**Task item:** Repeat only the stretch of lines below that runs from the line with "ring_order: in each" through the line with "MULTIPOLYGON (((224 141, 223", unaltered.

Dataset excerpts: Begin

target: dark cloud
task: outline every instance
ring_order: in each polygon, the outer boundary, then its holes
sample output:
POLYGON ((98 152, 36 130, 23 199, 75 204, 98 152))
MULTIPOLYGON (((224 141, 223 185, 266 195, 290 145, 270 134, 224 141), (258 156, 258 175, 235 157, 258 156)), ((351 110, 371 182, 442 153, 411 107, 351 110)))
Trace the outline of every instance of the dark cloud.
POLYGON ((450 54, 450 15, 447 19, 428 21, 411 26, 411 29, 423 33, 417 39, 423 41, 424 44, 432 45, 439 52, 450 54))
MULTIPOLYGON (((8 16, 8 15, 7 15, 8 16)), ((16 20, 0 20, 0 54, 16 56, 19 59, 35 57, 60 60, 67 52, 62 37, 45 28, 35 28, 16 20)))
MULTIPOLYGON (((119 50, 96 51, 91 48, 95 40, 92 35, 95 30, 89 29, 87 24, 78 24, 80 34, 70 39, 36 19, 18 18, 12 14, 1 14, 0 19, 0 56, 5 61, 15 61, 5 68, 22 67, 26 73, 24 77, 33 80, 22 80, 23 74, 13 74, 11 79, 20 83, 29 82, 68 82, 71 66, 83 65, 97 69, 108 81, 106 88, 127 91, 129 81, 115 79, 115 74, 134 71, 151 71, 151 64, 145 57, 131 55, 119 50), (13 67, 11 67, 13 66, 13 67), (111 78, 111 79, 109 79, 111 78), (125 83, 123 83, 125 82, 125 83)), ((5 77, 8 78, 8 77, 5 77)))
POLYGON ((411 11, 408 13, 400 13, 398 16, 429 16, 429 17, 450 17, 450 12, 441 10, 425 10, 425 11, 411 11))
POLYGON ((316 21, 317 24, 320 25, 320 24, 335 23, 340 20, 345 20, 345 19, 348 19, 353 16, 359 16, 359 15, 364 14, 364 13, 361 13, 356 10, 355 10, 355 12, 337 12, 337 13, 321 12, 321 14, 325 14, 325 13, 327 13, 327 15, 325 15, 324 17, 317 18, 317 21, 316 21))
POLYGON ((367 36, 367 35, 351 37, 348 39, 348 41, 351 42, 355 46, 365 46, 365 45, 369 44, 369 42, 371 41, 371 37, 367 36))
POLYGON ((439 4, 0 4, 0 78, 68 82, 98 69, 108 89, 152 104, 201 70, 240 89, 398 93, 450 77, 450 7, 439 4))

Dataset excerpts: End

**Expected answer:**
ring_order: in each polygon, the outer boundary, then its holes
sample output:
POLYGON ((98 152, 36 130, 23 199, 75 204, 98 152))
MULTIPOLYGON (((224 141, 223 185, 266 195, 290 145, 270 134, 224 141), (258 156, 258 175, 235 157, 258 156)), ((351 110, 371 182, 442 153, 411 107, 351 110)))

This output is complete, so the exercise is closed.